▶ _DIRECTIVE_:
Copy out the records between the line containing "Batch job #47 — class: t-shirt" and the line containing "244;171;343;218", inclusive, requests included. Shift every box coordinate in the answers by adding 124 to it.

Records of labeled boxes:
+ + +

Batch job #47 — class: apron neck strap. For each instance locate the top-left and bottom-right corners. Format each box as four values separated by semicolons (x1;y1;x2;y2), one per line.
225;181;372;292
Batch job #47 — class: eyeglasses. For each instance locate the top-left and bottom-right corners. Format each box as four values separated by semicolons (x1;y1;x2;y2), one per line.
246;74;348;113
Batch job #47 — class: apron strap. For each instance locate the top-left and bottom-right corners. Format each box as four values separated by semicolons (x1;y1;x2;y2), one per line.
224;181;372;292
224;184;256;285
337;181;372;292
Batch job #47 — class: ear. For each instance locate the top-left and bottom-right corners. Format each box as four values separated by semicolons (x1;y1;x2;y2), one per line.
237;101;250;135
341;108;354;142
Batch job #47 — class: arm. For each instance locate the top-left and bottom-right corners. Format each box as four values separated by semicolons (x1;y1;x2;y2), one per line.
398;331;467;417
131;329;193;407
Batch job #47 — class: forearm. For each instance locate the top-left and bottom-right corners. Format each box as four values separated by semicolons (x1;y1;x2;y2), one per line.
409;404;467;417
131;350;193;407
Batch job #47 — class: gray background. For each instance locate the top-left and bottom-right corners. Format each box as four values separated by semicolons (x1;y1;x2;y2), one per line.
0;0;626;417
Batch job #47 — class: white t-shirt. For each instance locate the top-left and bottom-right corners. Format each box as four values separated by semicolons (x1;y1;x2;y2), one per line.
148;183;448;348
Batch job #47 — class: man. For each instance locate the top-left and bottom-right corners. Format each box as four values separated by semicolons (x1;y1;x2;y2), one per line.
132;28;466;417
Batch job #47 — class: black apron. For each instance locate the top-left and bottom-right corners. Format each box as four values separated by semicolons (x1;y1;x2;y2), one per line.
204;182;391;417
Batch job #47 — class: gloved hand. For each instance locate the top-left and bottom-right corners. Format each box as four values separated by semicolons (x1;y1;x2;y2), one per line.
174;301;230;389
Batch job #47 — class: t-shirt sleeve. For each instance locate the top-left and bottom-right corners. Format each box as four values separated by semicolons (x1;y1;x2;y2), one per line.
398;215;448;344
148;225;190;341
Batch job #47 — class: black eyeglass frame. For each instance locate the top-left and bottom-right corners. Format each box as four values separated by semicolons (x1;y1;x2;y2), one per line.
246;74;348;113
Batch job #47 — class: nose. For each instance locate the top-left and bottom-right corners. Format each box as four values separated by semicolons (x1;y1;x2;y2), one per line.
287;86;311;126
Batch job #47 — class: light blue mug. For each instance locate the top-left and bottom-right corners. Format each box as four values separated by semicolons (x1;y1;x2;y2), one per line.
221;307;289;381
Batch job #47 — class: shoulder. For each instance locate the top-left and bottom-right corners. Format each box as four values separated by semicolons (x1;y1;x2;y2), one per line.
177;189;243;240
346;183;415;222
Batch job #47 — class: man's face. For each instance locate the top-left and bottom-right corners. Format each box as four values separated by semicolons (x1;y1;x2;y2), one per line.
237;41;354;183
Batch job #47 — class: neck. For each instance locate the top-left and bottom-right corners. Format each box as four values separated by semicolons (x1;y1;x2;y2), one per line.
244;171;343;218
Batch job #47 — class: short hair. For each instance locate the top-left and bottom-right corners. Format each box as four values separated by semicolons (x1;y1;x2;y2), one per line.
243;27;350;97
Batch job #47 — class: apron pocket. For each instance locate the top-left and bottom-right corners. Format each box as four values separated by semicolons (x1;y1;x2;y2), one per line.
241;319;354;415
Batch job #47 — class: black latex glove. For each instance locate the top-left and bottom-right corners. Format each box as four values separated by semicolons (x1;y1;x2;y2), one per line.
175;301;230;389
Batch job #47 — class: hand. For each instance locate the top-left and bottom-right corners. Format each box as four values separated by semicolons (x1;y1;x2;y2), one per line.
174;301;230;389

+ + +

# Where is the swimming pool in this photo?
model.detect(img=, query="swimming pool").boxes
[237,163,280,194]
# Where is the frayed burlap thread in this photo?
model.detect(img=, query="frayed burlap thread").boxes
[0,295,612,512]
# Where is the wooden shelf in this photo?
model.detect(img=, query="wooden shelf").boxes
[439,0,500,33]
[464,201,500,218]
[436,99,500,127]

+ + +

▶ _FINAL RESULT_:
Batch job #47 — class: t-shirt sleeve. For each instance locate the top-left and bottom-right corners. Format each box as four values separated by semicolons (x1;y1;x2;y2), one per line.
522;339;572;468
272;349;314;465
Batch job #47 — class: black eyeglass frame. For each instance locate the top-left and bottom-right corners. Format each box as four values separated by semicolons (x1;y1;x2;y2), one per line.
370;198;472;237
Batch job #47 — class: nose. For each instance locate the top-left and bottom-right corners. Format each box as four values separated by semicolons (x1;y1;x2;y2), one per line.
411;210;435;250
Batch job #47 — class: light blue mug. For each instance locate the top-left and bottom-right corners. Format each box as four values separated by semicolons (x1;y1;x2;y2), one per line.
345;431;413;505
Batch job #47 — class: shoulder. For each instance locate the top-left and bottom-right corners. Format each box as four values separated by semicolons (x1;y1;x2;y2), one per line.
301;313;367;364
470;307;539;346
Batch job #47 — class: man's face. For each instance locate the top-left and bottom-right corners. Format each box as four values separated by semicolons (x1;y1;x2;y2), one per line.
361;165;478;307
Batch job #47 — class: neck. For each instance locate the top-left and bottom-right corners. Format each box as four values separated by semicolons (x1;y1;x2;y2), one per line.
368;295;467;342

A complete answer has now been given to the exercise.